Restate the records in full and exactly, with no images included.

:: EXTRACTED DATA

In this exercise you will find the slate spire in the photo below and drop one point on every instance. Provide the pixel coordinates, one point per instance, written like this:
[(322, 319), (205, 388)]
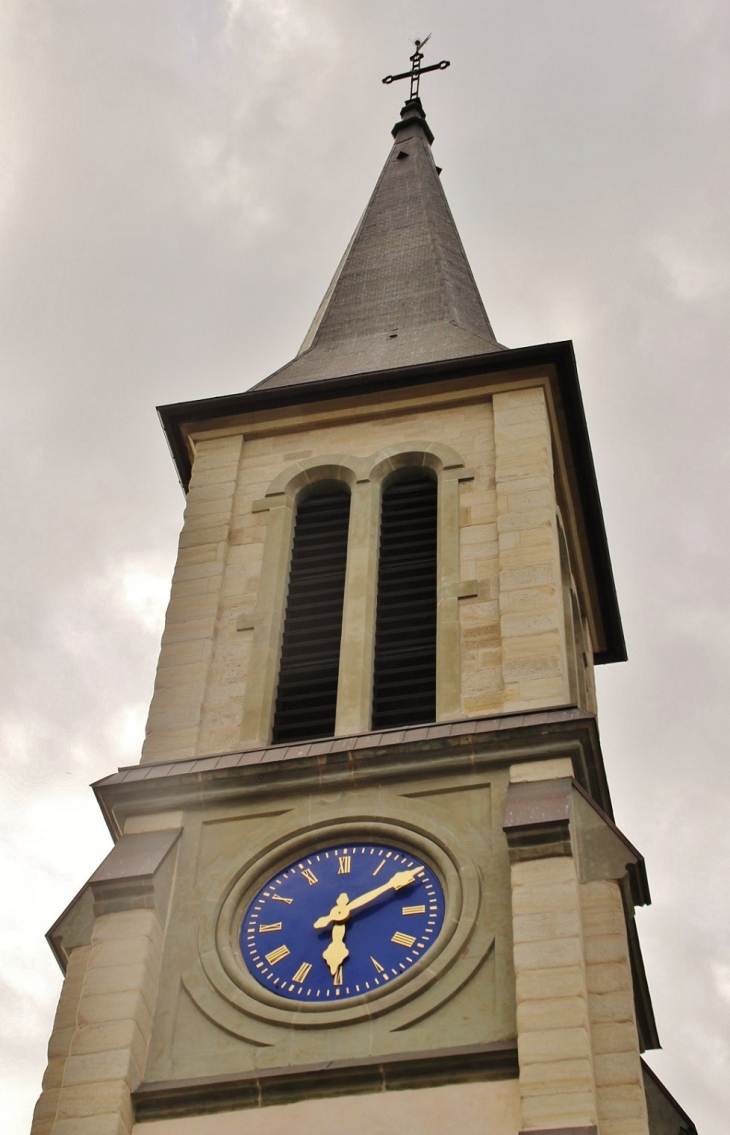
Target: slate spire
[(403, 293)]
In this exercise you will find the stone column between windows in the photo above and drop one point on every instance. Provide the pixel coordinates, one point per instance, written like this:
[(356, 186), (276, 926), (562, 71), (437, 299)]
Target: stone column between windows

::::

## FINISHED EXERCISE
In this exercise you will find the slate spire in the photo below and drop one point on every instance. Provide the pixel coordinates, one point per instance, written like this:
[(322, 319), (205, 388)]
Target: slate spire
[(403, 293)]
In this exercise you will find the stone column between windows in the photo above and drop one point on every instance. Provide the pixel coordinates, one point per instance, written like this:
[(356, 186), (276, 926), (562, 71), (437, 299)]
Target: stone column between windows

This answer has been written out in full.